- Problem description
Set down exactly the lines that run from the line with "Note: point to the awning" to the end of the data, and nothing else.
##### Data shown
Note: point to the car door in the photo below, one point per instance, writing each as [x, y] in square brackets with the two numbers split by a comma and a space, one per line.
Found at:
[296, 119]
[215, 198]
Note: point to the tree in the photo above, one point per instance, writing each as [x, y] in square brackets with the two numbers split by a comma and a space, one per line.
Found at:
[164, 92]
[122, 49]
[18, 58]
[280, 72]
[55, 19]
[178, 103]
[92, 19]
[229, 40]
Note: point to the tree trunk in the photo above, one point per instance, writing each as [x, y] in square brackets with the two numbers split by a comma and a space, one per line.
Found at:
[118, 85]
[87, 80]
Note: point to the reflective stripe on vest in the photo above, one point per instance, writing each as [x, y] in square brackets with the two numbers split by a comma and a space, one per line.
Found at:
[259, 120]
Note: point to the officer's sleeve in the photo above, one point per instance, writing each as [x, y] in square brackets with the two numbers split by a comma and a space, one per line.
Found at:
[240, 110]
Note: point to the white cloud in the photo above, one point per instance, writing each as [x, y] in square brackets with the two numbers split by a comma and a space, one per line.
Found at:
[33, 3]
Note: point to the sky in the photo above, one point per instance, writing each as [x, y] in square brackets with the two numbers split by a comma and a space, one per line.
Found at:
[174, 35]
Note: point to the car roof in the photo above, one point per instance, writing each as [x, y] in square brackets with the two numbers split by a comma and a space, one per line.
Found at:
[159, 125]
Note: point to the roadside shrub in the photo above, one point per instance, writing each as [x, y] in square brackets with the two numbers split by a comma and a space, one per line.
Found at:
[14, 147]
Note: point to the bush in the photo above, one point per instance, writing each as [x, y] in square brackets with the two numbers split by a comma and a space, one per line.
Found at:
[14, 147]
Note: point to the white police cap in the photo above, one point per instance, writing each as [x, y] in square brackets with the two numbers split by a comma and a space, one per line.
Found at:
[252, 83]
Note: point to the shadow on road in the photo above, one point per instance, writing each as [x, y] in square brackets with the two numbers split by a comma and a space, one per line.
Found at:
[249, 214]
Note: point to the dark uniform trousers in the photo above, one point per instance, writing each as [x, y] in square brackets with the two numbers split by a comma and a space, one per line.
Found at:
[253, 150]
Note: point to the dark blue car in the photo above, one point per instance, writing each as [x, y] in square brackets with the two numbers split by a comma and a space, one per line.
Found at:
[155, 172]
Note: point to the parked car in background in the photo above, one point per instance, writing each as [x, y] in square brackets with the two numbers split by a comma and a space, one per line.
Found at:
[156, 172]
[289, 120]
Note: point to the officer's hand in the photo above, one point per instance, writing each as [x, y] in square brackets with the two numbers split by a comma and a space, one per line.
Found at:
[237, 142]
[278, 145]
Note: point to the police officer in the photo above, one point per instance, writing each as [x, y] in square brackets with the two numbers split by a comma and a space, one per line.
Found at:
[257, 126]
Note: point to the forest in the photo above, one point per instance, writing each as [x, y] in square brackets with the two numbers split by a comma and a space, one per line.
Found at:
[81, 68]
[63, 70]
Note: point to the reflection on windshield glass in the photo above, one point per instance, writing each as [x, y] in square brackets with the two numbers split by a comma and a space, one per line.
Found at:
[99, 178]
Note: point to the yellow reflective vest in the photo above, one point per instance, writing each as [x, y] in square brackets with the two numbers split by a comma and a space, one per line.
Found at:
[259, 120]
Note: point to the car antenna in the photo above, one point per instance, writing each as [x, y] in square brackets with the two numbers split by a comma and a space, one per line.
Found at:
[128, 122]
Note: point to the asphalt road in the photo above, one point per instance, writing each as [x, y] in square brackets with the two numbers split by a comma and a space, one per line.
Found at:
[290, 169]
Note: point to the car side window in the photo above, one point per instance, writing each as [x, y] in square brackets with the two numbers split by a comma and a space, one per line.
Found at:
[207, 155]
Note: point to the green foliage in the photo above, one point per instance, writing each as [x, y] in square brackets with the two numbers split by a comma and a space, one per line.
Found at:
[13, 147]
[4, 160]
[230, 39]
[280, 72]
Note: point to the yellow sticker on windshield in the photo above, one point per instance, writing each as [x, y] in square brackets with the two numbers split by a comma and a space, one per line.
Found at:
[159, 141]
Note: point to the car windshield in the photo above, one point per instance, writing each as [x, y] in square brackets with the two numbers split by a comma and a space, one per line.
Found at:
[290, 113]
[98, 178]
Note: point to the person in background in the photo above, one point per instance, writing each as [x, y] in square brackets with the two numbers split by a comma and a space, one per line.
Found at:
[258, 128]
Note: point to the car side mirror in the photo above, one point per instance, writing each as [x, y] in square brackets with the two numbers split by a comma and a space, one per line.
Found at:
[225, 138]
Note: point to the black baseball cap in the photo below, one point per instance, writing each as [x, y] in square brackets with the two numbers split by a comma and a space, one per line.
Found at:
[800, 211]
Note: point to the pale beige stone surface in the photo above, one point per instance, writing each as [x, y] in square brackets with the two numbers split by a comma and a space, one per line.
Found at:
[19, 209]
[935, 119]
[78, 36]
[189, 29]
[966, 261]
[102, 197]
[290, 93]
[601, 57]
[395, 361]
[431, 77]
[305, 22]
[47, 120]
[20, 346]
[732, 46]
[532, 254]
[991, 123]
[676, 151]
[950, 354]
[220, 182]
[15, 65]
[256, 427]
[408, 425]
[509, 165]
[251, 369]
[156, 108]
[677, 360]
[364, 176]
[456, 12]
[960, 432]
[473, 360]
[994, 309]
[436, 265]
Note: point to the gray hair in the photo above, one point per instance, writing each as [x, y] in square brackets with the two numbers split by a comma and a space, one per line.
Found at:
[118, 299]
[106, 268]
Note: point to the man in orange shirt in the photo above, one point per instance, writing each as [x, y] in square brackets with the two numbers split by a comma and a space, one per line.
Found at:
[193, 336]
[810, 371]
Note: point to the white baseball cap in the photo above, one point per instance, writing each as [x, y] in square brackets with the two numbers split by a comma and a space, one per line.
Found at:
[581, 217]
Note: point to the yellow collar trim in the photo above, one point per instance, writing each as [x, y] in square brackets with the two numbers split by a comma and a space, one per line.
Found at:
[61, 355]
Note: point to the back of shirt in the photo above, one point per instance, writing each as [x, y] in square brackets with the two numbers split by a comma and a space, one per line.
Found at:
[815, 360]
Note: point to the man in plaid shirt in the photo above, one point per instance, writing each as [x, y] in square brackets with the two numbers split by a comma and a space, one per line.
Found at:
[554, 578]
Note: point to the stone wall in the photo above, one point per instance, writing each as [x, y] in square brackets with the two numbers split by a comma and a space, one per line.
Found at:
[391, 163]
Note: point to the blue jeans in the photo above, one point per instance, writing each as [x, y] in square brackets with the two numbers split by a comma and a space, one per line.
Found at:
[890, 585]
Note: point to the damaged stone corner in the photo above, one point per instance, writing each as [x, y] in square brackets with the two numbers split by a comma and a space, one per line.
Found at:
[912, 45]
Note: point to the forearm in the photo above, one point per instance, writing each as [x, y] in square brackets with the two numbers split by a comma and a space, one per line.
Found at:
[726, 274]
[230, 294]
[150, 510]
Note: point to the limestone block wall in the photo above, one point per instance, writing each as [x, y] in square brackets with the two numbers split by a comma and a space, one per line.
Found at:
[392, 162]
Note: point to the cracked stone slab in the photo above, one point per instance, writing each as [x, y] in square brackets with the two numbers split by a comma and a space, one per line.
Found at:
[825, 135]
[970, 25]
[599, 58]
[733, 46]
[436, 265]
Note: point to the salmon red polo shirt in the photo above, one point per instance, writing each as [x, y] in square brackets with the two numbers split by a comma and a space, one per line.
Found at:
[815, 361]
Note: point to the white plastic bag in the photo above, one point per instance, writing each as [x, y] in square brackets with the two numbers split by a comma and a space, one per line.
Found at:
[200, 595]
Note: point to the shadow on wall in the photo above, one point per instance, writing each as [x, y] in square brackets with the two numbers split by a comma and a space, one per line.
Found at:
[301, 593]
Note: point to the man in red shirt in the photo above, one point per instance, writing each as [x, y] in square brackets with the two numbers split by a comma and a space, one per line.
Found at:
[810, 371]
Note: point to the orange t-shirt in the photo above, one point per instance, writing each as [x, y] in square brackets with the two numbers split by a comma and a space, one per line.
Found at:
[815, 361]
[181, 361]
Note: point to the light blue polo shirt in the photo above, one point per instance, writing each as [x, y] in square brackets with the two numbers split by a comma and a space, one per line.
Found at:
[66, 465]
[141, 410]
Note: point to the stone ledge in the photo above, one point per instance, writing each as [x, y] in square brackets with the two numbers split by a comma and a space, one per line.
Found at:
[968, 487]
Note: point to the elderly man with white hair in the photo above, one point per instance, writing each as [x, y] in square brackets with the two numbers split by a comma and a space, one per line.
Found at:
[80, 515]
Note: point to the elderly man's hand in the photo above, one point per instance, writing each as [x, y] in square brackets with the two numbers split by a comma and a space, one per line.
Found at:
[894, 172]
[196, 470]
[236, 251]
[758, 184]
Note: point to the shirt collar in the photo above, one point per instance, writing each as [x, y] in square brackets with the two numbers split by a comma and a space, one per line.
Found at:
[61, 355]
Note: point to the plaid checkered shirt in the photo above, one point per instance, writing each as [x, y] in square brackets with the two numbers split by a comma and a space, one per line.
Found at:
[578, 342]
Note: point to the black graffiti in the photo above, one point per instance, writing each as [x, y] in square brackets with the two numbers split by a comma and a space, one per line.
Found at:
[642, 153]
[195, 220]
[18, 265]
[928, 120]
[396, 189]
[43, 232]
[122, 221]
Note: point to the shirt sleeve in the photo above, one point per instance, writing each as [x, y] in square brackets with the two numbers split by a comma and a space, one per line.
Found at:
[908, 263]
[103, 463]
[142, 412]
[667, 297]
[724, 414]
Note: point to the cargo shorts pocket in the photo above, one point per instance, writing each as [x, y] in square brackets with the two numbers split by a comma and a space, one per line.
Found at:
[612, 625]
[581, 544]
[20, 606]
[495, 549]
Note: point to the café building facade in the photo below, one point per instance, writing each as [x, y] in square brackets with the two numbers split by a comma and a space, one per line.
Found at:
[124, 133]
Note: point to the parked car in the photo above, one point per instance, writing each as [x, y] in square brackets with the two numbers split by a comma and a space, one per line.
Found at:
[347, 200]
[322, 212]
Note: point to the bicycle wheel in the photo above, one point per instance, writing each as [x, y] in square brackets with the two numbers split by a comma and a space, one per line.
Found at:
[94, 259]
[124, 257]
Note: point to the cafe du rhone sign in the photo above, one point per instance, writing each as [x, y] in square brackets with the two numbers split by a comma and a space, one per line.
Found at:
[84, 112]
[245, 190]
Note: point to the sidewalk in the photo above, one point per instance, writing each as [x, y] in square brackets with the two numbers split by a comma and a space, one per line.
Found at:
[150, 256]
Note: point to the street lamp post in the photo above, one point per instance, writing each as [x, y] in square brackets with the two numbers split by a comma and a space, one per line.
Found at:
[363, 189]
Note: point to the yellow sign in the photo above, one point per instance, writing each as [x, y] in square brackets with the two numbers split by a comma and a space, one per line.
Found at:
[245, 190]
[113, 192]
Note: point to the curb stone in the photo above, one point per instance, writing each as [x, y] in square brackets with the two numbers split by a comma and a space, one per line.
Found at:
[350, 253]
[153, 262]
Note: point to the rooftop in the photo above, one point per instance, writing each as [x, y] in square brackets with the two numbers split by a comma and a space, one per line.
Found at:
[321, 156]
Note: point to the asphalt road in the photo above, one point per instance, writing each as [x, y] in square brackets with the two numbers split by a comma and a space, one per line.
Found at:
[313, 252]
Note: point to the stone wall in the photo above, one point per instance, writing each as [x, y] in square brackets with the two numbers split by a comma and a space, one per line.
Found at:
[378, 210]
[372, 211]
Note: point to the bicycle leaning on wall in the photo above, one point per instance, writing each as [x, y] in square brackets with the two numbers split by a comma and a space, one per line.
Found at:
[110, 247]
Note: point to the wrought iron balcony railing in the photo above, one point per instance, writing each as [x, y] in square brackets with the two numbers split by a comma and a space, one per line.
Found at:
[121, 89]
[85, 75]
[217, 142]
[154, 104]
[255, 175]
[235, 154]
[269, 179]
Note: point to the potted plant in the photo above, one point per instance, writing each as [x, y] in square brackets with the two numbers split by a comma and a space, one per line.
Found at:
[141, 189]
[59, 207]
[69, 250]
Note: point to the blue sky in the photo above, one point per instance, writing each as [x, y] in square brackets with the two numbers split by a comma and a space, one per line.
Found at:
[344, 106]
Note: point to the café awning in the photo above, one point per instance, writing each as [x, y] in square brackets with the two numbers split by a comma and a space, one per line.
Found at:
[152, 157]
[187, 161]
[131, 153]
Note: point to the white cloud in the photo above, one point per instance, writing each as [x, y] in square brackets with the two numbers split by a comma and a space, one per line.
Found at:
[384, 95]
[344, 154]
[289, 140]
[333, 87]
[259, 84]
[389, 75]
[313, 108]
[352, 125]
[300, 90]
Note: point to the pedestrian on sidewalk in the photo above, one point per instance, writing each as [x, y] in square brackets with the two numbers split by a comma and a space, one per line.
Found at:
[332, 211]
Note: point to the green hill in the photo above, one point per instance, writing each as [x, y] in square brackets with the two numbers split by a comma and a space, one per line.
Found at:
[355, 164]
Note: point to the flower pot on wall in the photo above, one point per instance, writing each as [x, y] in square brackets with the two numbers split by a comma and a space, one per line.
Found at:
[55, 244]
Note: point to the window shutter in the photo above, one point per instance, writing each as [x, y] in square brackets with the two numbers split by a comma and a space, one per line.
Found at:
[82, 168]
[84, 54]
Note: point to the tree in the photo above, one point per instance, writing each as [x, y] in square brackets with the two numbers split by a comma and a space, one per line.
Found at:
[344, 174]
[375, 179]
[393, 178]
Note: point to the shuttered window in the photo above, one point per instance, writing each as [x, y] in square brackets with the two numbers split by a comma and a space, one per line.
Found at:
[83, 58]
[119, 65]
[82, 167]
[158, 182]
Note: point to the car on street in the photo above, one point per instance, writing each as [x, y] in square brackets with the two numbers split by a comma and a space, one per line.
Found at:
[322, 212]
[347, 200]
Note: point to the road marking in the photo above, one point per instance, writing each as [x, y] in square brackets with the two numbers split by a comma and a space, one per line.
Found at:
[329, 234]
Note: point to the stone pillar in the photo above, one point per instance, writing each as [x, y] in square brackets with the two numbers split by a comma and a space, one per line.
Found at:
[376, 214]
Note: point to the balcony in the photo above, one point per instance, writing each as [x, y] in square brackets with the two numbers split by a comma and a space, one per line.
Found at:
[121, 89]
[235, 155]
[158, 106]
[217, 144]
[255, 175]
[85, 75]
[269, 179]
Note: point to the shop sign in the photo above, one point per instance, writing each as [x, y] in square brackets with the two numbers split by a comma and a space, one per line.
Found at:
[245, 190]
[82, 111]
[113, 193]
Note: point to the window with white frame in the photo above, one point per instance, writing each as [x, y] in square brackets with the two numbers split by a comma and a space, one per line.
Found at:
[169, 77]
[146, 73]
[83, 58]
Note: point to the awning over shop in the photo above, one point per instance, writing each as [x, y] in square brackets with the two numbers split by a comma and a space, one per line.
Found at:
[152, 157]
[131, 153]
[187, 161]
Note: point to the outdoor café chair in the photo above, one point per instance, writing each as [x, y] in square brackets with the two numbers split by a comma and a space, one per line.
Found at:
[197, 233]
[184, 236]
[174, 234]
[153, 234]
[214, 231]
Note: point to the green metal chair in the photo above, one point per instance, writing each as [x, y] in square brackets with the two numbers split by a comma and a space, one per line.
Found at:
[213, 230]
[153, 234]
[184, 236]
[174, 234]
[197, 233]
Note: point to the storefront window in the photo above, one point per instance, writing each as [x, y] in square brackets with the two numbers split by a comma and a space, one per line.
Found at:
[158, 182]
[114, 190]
##########
- Completed exercise
Note: point to the awning over shop in the photo above, one point per instance, writing each as [x, y] in square brackets with the two numbers split by a comma and a space, one per line.
Found at:
[152, 157]
[131, 153]
[187, 161]
Note: point to the outdoor café chair in the photo above, one point per instance, writing each as [x, y] in square brackets with the two numbers split by a comma and a space, one per line.
Found at:
[197, 233]
[184, 236]
[174, 234]
[153, 234]
[214, 231]
Note: point to the green metal chair in the photo above, one point per instance, writing each as [x, y] in square brackets with the two numbers split by a comma and a space, one per line.
Found at:
[213, 230]
[153, 234]
[184, 236]
[174, 234]
[197, 233]
Note: point to the storefront window in the photo above, one point per instance, writing each as [x, y] in square brackets with the two numbers split by a comma and a space, one per line.
Found at:
[158, 182]
[114, 190]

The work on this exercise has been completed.